Start of Exercise input

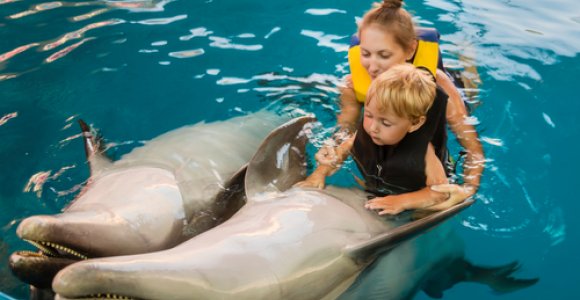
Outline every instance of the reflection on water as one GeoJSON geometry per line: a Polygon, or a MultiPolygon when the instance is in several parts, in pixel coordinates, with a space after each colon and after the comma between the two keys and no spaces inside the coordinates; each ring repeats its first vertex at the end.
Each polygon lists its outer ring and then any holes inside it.
{"type": "MultiPolygon", "coordinates": [[[[449,62],[463,67],[475,62],[484,74],[480,87],[483,105],[493,106],[482,108],[484,111],[476,115],[483,118],[479,130],[488,158],[484,186],[494,192],[480,193],[486,204],[485,213],[470,216],[464,225],[500,237],[512,237],[533,227],[532,230],[548,235],[551,244],[562,242],[566,226],[561,209],[552,199],[527,188],[531,184],[542,185],[548,174],[534,179],[536,176],[531,174],[537,172],[526,170],[531,165],[514,166],[514,161],[506,158],[530,153],[528,149],[535,144],[526,146],[521,142],[530,124],[523,121],[520,105],[514,111],[514,102],[536,98],[530,93],[531,86],[544,79],[538,65],[556,64],[580,51],[580,31],[574,21],[578,14],[576,4],[519,0],[430,0],[426,4],[438,10],[437,18],[444,26],[454,27],[454,32],[443,35],[447,42],[444,51],[456,55],[449,62]],[[494,81],[510,81],[516,86],[510,91],[498,88],[501,84],[494,81]],[[518,92],[518,85],[523,90],[518,92]]],[[[556,127],[547,112],[534,111],[541,109],[537,102],[528,100],[526,105],[527,113],[541,115],[549,127],[556,127]]],[[[548,167],[549,157],[538,153],[533,161],[548,167]]]]}
{"type": "MultiPolygon", "coordinates": [[[[161,132],[265,106],[316,113],[312,141],[322,145],[348,73],[349,37],[370,3],[0,0],[0,257],[22,247],[21,218],[59,211],[84,185],[80,117],[109,133],[113,157],[161,132]]],[[[549,261],[569,245],[574,222],[549,184],[573,177],[561,157],[578,131],[567,79],[580,71],[577,3],[406,3],[417,23],[440,30],[446,65],[468,79],[468,121],[487,159],[478,202],[463,213],[468,244],[514,243],[510,253],[524,265],[538,255],[549,261]]],[[[13,281],[0,290],[26,294],[13,281]]]]}
{"type": "MultiPolygon", "coordinates": [[[[13,2],[13,1],[2,1],[2,2],[0,2],[0,5],[1,4],[8,4],[10,2],[13,2]]],[[[93,10],[86,12],[86,13],[83,13],[81,15],[67,17],[67,20],[69,22],[81,22],[81,21],[87,21],[95,16],[101,15],[101,14],[108,12],[112,9],[125,9],[125,10],[129,10],[132,12],[160,12],[160,11],[163,11],[163,7],[169,2],[171,2],[171,1],[155,1],[155,0],[89,1],[89,2],[60,2],[60,1],[55,1],[55,2],[46,2],[46,3],[32,5],[27,10],[20,11],[20,12],[17,12],[17,13],[8,15],[8,16],[4,16],[4,17],[6,20],[17,20],[17,19],[22,19],[25,17],[31,18],[31,15],[41,13],[41,12],[50,13],[50,12],[48,12],[49,10],[55,10],[57,8],[77,8],[77,7],[83,8],[83,7],[87,7],[87,9],[93,9],[93,10]],[[105,8],[94,9],[94,6],[104,6],[105,8]]],[[[156,24],[157,25],[165,25],[165,24],[169,24],[175,20],[184,19],[186,17],[187,17],[186,15],[182,15],[182,16],[178,16],[178,17],[174,17],[174,18],[149,19],[149,20],[132,21],[132,22],[139,23],[139,24],[146,24],[146,25],[156,25],[156,24]]],[[[20,20],[18,20],[18,21],[20,21],[20,20]]],[[[26,20],[22,20],[22,21],[26,21],[26,20]]],[[[34,20],[32,22],[34,22],[34,20]]],[[[13,58],[17,54],[20,54],[20,53],[22,53],[30,48],[38,47],[37,48],[38,51],[49,51],[49,50],[53,50],[55,48],[58,48],[60,46],[63,46],[64,44],[66,44],[70,41],[73,41],[76,39],[82,39],[80,42],[77,42],[77,43],[72,44],[72,45],[68,45],[61,50],[57,50],[55,53],[51,54],[49,57],[47,57],[44,60],[44,62],[46,62],[46,63],[54,62],[55,60],[60,59],[64,56],[68,55],[71,51],[75,50],[76,48],[78,48],[79,46],[84,44],[85,42],[96,39],[96,37],[84,38],[88,31],[94,30],[94,29],[97,29],[97,28],[100,28],[103,26],[122,24],[124,22],[125,21],[121,20],[121,19],[110,19],[110,20],[104,20],[104,21],[97,21],[94,23],[89,23],[89,24],[87,24],[79,29],[64,33],[61,37],[53,39],[53,40],[49,39],[48,41],[35,41],[35,42],[28,43],[26,45],[17,46],[16,48],[14,48],[12,50],[8,50],[7,52],[0,54],[0,71],[2,71],[3,69],[6,68],[7,63],[9,62],[9,60],[11,58],[13,58]]],[[[48,28],[46,27],[46,24],[39,23],[37,26],[43,28],[43,33],[50,32],[50,30],[48,30],[48,28]]],[[[3,49],[0,49],[0,51],[2,51],[2,50],[3,49]]],[[[21,75],[24,72],[29,72],[29,71],[34,71],[34,70],[35,70],[35,68],[28,69],[27,71],[9,72],[9,73],[5,73],[5,74],[0,73],[0,81],[7,80],[7,79],[13,79],[13,78],[18,77],[19,75],[21,75]]]]}
{"type": "Polygon", "coordinates": [[[578,10],[573,1],[426,3],[442,11],[440,21],[458,29],[445,35],[452,43],[445,50],[472,52],[467,55],[497,80],[541,80],[541,74],[522,60],[554,64],[559,56],[574,57],[580,49],[580,31],[574,22],[578,10]]]}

End of Exercise input

- Assignment:
Every entry above needs to be copied exactly, apart from its pictures.

- Answer for this exercise:
Outline every instance of the reflection on water as one GeoJSON geometry per line: a Polygon, or a MultiPolygon when the instance is in several parts, in pixel coordinates, with a space after each colon and after the comma between the two keys and no spaces inside the coordinates; each ring repeats its first vertex at the end.
Each polygon lists its outer ring and then any holes inside it.
{"type": "MultiPolygon", "coordinates": [[[[449,62],[463,67],[475,62],[484,74],[480,87],[483,105],[493,106],[482,108],[484,111],[476,115],[483,118],[479,130],[488,158],[484,186],[494,192],[480,193],[486,204],[485,213],[470,216],[464,225],[500,237],[512,237],[533,227],[532,230],[548,235],[551,244],[562,242],[566,226],[561,209],[552,199],[527,188],[531,184],[542,185],[548,174],[534,179],[536,176],[531,174],[537,172],[526,170],[531,165],[514,166],[514,161],[506,158],[530,153],[528,149],[535,144],[526,146],[521,142],[530,124],[523,121],[520,105],[514,111],[514,102],[536,98],[530,93],[531,86],[544,79],[538,65],[556,64],[580,51],[580,31],[574,21],[578,14],[576,4],[519,0],[430,0],[426,4],[438,10],[437,18],[444,26],[454,27],[454,32],[443,35],[447,42],[444,51],[456,55],[449,62]],[[494,81],[510,81],[516,86],[510,91],[498,88],[501,84],[494,81]],[[518,92],[518,85],[523,90],[518,92]]],[[[556,127],[547,112],[534,111],[541,109],[537,102],[528,100],[526,105],[527,113],[541,115],[549,127],[556,127]]],[[[548,167],[549,157],[538,153],[533,161],[548,167]]]]}
{"type": "MultiPolygon", "coordinates": [[[[161,132],[265,106],[316,113],[312,141],[322,145],[348,73],[349,37],[370,3],[0,0],[0,257],[22,247],[21,218],[59,211],[84,185],[80,117],[109,133],[113,157],[161,132]]],[[[549,261],[569,245],[574,222],[549,184],[573,177],[561,157],[578,131],[567,79],[580,71],[577,3],[406,3],[417,23],[440,30],[446,65],[468,79],[468,121],[487,159],[478,202],[463,213],[468,244],[514,243],[510,253],[524,265],[538,255],[549,261]]],[[[13,281],[0,290],[26,294],[13,281]]]]}
{"type": "MultiPolygon", "coordinates": [[[[13,2],[13,1],[2,1],[2,2],[0,2],[0,5],[1,4],[8,4],[10,2],[13,2]]],[[[93,10],[86,12],[86,13],[83,13],[81,15],[67,17],[67,20],[69,22],[81,22],[81,21],[87,21],[95,16],[101,15],[101,14],[108,12],[112,9],[125,9],[125,10],[129,10],[132,12],[160,12],[160,11],[163,11],[163,7],[169,2],[171,2],[171,1],[155,1],[155,0],[89,1],[89,2],[60,2],[60,1],[55,1],[55,2],[46,2],[46,3],[32,5],[27,10],[20,11],[20,12],[17,12],[17,13],[8,15],[8,16],[4,16],[4,17],[6,20],[17,20],[17,19],[22,19],[25,17],[31,18],[31,15],[41,13],[41,12],[50,13],[50,12],[48,12],[49,10],[55,10],[57,8],[77,8],[77,7],[83,8],[83,7],[87,7],[87,9],[93,9],[93,10]],[[105,8],[94,9],[94,6],[104,6],[105,8]]],[[[156,24],[157,25],[165,25],[165,24],[169,24],[175,20],[184,19],[186,17],[187,17],[186,15],[182,15],[182,16],[178,16],[178,17],[174,17],[174,18],[149,19],[149,20],[132,21],[132,22],[139,23],[139,24],[146,24],[146,25],[156,25],[156,24]]],[[[20,20],[18,20],[18,21],[20,21],[20,20]]],[[[26,20],[22,20],[22,21],[26,21],[26,20]]],[[[34,20],[32,22],[34,22],[34,20]]],[[[13,58],[17,54],[20,54],[20,53],[22,53],[30,48],[38,47],[37,48],[38,51],[49,51],[49,50],[53,50],[55,48],[58,48],[60,46],[63,46],[64,44],[66,44],[70,41],[73,41],[76,39],[82,39],[80,42],[77,42],[77,43],[72,44],[72,45],[68,45],[61,50],[57,50],[55,53],[51,54],[49,57],[47,57],[44,60],[44,62],[46,62],[46,63],[54,62],[55,60],[60,59],[64,56],[68,55],[71,51],[75,50],[76,48],[78,48],[79,46],[84,44],[85,42],[96,39],[96,37],[84,38],[88,31],[94,30],[94,29],[97,29],[97,28],[100,28],[103,26],[122,24],[124,22],[125,21],[121,20],[121,19],[110,19],[110,20],[104,20],[104,21],[97,21],[94,23],[89,23],[89,24],[87,24],[79,29],[64,33],[61,37],[53,39],[53,40],[49,39],[48,41],[35,41],[35,42],[28,43],[26,45],[17,46],[16,48],[14,48],[12,50],[8,50],[7,52],[0,54],[0,71],[2,71],[3,69],[6,68],[7,63],[9,62],[9,60],[11,58],[13,58]]],[[[48,28],[46,27],[46,24],[39,23],[37,26],[43,28],[43,33],[50,32],[50,30],[48,30],[48,28]]],[[[3,49],[0,49],[0,51],[2,51],[2,50],[3,49]]],[[[21,75],[24,72],[29,72],[29,71],[34,71],[34,70],[35,70],[35,68],[28,69],[27,71],[9,72],[9,73],[5,73],[5,74],[0,73],[0,81],[7,80],[7,79],[13,79],[13,78],[18,77],[19,75],[21,75]]]]}
{"type": "Polygon", "coordinates": [[[578,10],[573,1],[426,3],[442,11],[440,21],[458,29],[445,35],[452,43],[445,50],[472,52],[467,55],[497,80],[541,80],[541,74],[522,60],[554,64],[559,56],[574,57],[580,49],[580,31],[574,22],[578,10]]]}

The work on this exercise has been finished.